[[ SOURCE DATA open ]]
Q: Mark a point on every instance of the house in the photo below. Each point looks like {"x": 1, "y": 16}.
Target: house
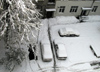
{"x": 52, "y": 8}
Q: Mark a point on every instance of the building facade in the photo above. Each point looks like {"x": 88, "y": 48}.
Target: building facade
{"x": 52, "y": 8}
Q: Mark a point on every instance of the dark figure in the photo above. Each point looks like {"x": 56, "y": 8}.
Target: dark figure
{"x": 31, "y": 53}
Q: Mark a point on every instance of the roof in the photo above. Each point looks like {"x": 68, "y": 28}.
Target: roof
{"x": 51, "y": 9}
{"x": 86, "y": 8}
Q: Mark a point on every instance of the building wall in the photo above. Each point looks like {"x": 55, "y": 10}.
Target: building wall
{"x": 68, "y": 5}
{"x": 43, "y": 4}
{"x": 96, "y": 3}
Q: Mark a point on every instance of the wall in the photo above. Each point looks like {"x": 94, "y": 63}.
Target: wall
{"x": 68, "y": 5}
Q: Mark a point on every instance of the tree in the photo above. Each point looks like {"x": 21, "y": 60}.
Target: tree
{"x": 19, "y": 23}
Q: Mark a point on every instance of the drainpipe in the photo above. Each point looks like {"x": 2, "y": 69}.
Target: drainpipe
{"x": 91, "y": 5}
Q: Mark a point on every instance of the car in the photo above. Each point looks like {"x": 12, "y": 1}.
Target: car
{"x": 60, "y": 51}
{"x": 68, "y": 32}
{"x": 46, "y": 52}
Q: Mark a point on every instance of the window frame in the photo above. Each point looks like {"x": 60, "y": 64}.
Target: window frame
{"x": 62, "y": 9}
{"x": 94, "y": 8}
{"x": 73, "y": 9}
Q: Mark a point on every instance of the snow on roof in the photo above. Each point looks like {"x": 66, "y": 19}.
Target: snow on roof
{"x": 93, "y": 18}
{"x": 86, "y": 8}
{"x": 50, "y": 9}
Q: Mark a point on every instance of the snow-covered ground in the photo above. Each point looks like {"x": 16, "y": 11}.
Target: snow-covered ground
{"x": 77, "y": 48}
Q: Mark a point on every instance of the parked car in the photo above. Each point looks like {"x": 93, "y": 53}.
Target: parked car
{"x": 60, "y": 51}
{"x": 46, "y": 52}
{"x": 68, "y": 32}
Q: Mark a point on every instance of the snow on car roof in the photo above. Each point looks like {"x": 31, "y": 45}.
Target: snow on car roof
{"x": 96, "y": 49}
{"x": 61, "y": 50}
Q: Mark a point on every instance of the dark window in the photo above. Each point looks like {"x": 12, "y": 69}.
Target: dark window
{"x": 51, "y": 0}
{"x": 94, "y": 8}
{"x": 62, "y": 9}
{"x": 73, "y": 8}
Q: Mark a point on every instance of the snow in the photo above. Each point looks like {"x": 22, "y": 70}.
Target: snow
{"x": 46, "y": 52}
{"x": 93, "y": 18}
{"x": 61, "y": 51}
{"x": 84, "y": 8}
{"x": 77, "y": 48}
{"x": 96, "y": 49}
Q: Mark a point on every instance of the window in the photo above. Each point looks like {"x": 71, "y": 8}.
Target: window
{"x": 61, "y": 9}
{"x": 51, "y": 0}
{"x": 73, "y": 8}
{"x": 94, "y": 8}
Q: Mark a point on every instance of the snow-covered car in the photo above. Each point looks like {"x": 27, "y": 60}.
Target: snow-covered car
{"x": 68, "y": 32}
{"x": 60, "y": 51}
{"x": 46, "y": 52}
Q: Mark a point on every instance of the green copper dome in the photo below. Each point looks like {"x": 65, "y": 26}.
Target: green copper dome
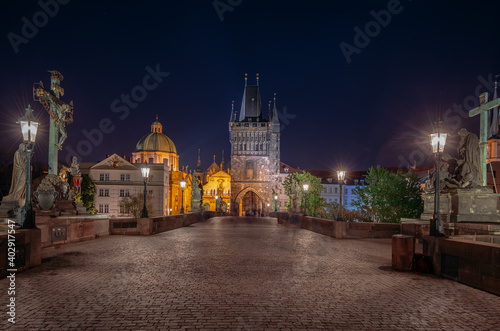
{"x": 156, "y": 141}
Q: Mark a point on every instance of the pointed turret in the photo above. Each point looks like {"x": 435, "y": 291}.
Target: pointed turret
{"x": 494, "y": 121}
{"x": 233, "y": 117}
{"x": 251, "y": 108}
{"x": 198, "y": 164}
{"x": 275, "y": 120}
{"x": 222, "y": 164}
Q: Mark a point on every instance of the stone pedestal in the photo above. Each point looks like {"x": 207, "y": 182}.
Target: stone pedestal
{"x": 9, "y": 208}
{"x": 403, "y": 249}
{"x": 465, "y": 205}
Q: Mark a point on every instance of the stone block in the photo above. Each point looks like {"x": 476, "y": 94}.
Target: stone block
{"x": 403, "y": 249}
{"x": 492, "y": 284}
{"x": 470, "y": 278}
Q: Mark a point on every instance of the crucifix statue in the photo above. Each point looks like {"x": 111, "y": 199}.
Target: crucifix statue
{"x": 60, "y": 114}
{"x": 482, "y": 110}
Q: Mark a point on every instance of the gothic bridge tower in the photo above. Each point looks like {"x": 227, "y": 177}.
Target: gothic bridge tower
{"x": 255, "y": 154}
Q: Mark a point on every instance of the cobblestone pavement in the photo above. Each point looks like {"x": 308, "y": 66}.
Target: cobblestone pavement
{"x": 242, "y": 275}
[[ SOURCE DATA closed ]]
__ABOUT THIS TASK__
Print out every record above exactly as given. Do not include the pictures.

__SOLUTION TO THE EXERCISE__
Q: Mark a point on every instance of the house in the photo below. Each point looks like {"x": 1, "y": 16}.
Target: house
{"x": 52, "y": 8}
Q: Mark a point on every instance of the building facade in the photo above. Each point looks like {"x": 88, "y": 48}.
Target: building facade
{"x": 52, "y": 8}
Q: Mark a point on every instance of the dark figure in the photo above. Each point looks like {"x": 56, "y": 8}.
Target: dark figure
{"x": 31, "y": 53}
Q: Mark a point on every instance of the roof in the photo above. Each point looks like {"x": 68, "y": 28}.
Target: roof
{"x": 51, "y": 9}
{"x": 86, "y": 8}
Q: Mark a point on every instance of the building wall in the photo above. Each point looks like {"x": 55, "y": 10}.
Target: building wall
{"x": 68, "y": 5}
{"x": 43, "y": 4}
{"x": 96, "y": 3}
Q: Mark a point on every instance of the wall in the photo above. Each point looks like {"x": 94, "y": 63}.
Target: wall
{"x": 68, "y": 5}
Q: Mark a point on every instance of the tree in the photo above. Each point looks like {"x": 21, "y": 60}.
Target: tree
{"x": 19, "y": 23}
Q: Mark a point on every instance of the drainpipe in the photo above. Each point looks like {"x": 2, "y": 69}.
Target: drainpipe
{"x": 91, "y": 5}
Q: Mark a point on every instance of the car in the photo above. Each point looks like {"x": 12, "y": 1}.
Target: car
{"x": 60, "y": 51}
{"x": 68, "y": 32}
{"x": 46, "y": 52}
Q: Mark a point on every instance of the window frame in the photo above. Each point looks like {"x": 60, "y": 64}.
Target: window frame
{"x": 62, "y": 9}
{"x": 94, "y": 8}
{"x": 73, "y": 9}
Q: Mark a point on every instance of the snow on roof in the photo above. Each point looks like {"x": 66, "y": 19}.
Target: snow on roof
{"x": 93, "y": 18}
{"x": 86, "y": 8}
{"x": 50, "y": 9}
Q: Mark a point on every instance of the snow-covered ground in the photo above. Each point looks like {"x": 16, "y": 11}.
Target: snow-covered ground
{"x": 77, "y": 48}
Q: Mark a point on every instance of the parked car in the photo above. Each point looks like {"x": 93, "y": 53}.
Target: parked car
{"x": 60, "y": 51}
{"x": 46, "y": 52}
{"x": 68, "y": 32}
Q: Mark a point on every instance of the snow on car roof in the photo above. Each point looks like {"x": 31, "y": 45}.
Target: snow on car roof
{"x": 96, "y": 49}
{"x": 61, "y": 50}
Q: Mark a point on every instance of the dark window in the photo above. Each point looks like {"x": 12, "y": 69}.
Target: dark window
{"x": 51, "y": 0}
{"x": 94, "y": 8}
{"x": 62, "y": 9}
{"x": 73, "y": 8}
Q: Mark a point on every instance of the snow in the photo above. Each point looks like {"x": 22, "y": 70}.
Target: snow
{"x": 46, "y": 52}
{"x": 93, "y": 18}
{"x": 61, "y": 51}
{"x": 84, "y": 8}
{"x": 77, "y": 48}
{"x": 96, "y": 49}
Q: Mark a point on every instance of the window in the photo above. Each point looks like {"x": 71, "y": 8}.
Target: window
{"x": 61, "y": 9}
{"x": 51, "y": 0}
{"x": 73, "y": 8}
{"x": 94, "y": 8}
Q: Mark a point on every instance of the snow-covered car in the photo above. Each point looks like {"x": 27, "y": 60}.
Target: snow-covered car
{"x": 68, "y": 32}
{"x": 60, "y": 51}
{"x": 46, "y": 52}
Q: Mark a point on every instance of the green copper dome in the photo below. Each point looks like {"x": 65, "y": 26}.
Target: green copper dome
{"x": 156, "y": 141}
Q: Mark a point on every instance of the pointed turret in the photo above. Each point looks like {"x": 435, "y": 291}.
Target: pointed turret
{"x": 494, "y": 121}
{"x": 233, "y": 117}
{"x": 251, "y": 108}
{"x": 198, "y": 164}
{"x": 275, "y": 120}
{"x": 222, "y": 164}
Q: Mark a point on every instance of the stone pedestal in the photo above. Each point looks like {"x": 207, "y": 182}.
Target: stone pedestal
{"x": 9, "y": 208}
{"x": 403, "y": 249}
{"x": 465, "y": 205}
Q: Mark a point on every instance of the stone block in the photo above. Each point looks like {"x": 476, "y": 94}.
Target: stone block
{"x": 403, "y": 249}
{"x": 492, "y": 284}
{"x": 470, "y": 278}
Q: Mark a point on every instance of the crucifix statue in the photo above. Each point looks like {"x": 111, "y": 199}.
Target: crucifix statue
{"x": 60, "y": 114}
{"x": 482, "y": 110}
Q: Mark a point on every instance of the gothic bridge tower in the photo above. Each point looks like {"x": 227, "y": 177}.
Target: gothic bridge tower
{"x": 255, "y": 154}
Q: Mark a point on every instance of the cobblestone pavement in the photo above. Each point looks like {"x": 308, "y": 66}.
Target: cobblestone pavement
{"x": 242, "y": 275}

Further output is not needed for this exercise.